Ejercicio A: Según el texto sobre Pepelu, ¿en qué periódico se publicó originalmente el homenaje que ahora se recupera?
Ejercicio B: Prosigue el texto de homenaje a Pepelu a partir de su última oración.

Hoy se cumplen diez años del fallecimiento del que fuera singular y admirado entrenador del Basket Zaragoza. «Sería muy duro pensar que vives sin que nadie te quiera», dijo en una ocasión en una entrevista. Pepelu ha conseguido que quienes le despidieron en aquel desgarrador octubre de 2014 le sigan queriendo más allá de la última frontera de la vida, en el tiempo congelado donde nunca se pone el sol. (Recupero el texto que publiqué entonces en el Periódico de Aragón como nuevo y modesto homenaje a su figura, a él).
José Luis Abós ha dejado el pabellón muy alto como ser humano y como entrenador. Hoy las esquelas destacan su nombre y las lágrimas rojas de la Marea y de la familia caísta humedecen las calles de su ciudad cual manto inconsolable. También se apodera el coraje de quien, sin estar tan próximo a su biografía, siente la aflicción de su marcha prematura. El dolor es un propiedad personal a quien cada uno pone fecha de caducidad cuando lo considera oportuno o el tiempo se lo permite. El luto es otra cosa y, desde luego, por Pepelu el crespón negro no debería conservarse más allá del protocolo necesario.

Datos extraídos:

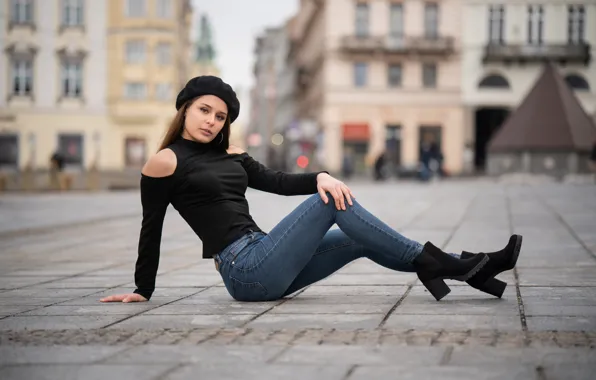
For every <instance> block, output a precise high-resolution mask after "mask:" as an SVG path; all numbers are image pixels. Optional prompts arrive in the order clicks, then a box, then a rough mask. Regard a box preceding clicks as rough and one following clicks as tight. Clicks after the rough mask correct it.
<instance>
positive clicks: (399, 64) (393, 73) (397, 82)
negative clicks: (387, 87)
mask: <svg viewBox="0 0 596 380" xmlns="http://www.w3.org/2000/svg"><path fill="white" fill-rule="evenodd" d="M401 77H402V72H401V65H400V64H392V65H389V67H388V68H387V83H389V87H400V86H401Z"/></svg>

---

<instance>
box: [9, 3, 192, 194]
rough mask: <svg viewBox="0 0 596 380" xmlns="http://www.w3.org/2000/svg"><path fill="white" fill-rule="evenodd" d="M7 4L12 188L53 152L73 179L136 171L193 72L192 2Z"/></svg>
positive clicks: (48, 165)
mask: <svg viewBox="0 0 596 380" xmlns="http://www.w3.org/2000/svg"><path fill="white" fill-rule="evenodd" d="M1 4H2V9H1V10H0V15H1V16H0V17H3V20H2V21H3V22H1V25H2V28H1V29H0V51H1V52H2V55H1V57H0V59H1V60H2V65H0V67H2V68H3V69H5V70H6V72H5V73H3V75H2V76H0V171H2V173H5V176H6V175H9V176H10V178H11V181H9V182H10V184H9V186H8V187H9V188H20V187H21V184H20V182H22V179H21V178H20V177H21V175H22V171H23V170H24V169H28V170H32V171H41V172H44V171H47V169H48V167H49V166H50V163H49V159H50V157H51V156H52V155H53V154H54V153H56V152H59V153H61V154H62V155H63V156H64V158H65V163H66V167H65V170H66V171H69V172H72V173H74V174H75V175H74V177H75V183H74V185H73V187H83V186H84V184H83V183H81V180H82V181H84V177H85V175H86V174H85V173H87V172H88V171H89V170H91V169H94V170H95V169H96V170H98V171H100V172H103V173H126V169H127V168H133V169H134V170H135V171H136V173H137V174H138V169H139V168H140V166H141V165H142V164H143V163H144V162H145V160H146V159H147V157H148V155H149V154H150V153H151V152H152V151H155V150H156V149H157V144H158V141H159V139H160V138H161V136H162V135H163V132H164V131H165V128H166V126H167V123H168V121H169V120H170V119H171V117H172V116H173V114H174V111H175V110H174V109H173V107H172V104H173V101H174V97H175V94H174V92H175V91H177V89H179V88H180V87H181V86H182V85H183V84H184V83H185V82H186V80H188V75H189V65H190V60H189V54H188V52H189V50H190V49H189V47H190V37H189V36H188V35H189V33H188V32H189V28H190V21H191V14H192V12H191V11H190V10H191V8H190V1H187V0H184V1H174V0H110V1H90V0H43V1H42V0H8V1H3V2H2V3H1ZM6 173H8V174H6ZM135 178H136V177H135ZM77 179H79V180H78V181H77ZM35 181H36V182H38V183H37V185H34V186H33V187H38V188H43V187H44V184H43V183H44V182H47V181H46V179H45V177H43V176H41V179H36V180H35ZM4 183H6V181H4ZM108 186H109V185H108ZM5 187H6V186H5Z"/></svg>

--

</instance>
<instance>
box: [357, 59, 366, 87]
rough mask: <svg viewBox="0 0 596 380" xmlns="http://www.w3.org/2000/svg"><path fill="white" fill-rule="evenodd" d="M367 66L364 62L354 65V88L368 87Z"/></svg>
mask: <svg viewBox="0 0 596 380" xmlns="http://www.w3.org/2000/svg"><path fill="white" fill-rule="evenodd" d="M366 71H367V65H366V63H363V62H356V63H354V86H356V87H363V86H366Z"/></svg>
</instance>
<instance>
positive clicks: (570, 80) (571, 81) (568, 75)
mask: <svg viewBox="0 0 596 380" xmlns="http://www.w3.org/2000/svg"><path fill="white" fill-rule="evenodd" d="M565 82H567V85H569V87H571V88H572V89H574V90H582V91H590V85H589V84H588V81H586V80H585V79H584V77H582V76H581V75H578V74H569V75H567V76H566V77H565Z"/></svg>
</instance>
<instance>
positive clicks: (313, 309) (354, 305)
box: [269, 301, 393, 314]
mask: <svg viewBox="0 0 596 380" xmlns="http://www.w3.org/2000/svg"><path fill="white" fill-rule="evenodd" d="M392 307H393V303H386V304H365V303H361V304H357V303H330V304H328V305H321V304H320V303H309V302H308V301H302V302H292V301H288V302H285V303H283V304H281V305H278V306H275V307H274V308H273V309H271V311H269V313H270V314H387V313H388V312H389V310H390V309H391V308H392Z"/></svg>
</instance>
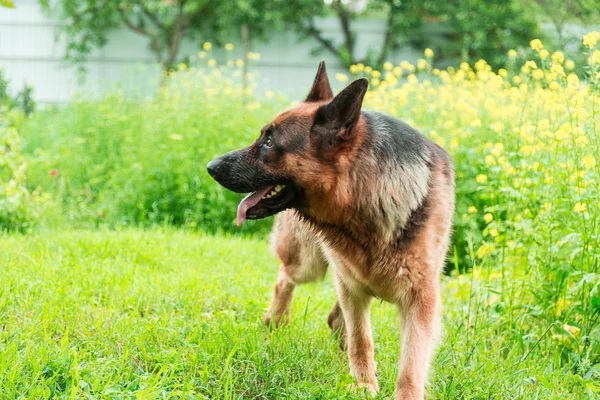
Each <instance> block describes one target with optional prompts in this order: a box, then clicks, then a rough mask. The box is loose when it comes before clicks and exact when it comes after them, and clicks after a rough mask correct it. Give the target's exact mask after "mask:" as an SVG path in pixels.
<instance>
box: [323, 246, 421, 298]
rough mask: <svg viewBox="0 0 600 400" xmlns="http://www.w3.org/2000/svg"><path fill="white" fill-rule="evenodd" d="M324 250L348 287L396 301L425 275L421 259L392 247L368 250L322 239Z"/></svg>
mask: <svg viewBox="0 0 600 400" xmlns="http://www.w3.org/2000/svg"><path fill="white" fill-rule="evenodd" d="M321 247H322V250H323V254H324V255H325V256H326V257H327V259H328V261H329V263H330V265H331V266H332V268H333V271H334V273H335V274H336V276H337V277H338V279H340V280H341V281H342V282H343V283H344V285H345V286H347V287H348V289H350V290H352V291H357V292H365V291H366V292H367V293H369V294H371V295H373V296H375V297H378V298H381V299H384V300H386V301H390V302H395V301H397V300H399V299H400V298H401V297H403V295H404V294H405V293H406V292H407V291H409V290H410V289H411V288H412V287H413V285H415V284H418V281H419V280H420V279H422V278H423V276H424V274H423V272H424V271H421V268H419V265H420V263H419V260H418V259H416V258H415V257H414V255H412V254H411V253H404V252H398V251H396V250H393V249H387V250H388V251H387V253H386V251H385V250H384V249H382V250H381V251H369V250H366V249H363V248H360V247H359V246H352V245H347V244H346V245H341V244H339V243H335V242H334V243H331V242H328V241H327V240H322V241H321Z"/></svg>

Resultado A: En el Periódico de Aragón.

Resultado B:
Abós cumplió su sueño. Muy pocos pueden decir que han alcanzado ese techo de la vida. La crueldad de la enfermedad y su grosera descortesía no logran desfigurar la estampa de un triunfador consigo mismo. La tristeza debe quedar así alambrada en el lugar que le corresponde, sin que, en ningún momento, desplace de este valle la belleza de los paisajes íntimos. Apasionado de su profesión, alegre e inteligente, el técnico aceptó el reto de la aventura del primer al último cuarto de su rica existencia. Y ganó. Puede que hablemos de la plenitud aunque ahora la mano de la partida la tenga el sufrimiento
Hay gente mucho más cualificada y documentada para hablar y glosar sus valores. De ellos sobresalía uno en su patrimonio gestual que amansaba la resistencia de los corazones con quienes entablaba amistad o una mínima aproximación. Su sonrisa de medio lado, sincera y cómplice, era la de un seductor convencido de la conquista, bautizado por la felicidad. Esa sonrisa de ala ancha, forjada en gran parte sobre el yunque del penitente, contagiaba bienestar, sabiduría y humanidad.
Algunas derrotas como esta hay que observarlas con perspectiva para descubrir hasta qué punto la muerte ha triunfado. Por su puesto ha hecho su trabajo cotidiano, la de recoger almas a granel sin detenerse a comprobar el tamaño de la huella de sus víctimas. José Luis Abós buscó la máxima amplitud de su latido y transmitió esa onda entusiasta con explosiva sencillez, con mesura. Sonreír como lo hacía no es sencillo. Pero deberíamos intentarlo para hollar la montaña sobre la que ahora nos contempla radiante, ajeno al valle de la sombra.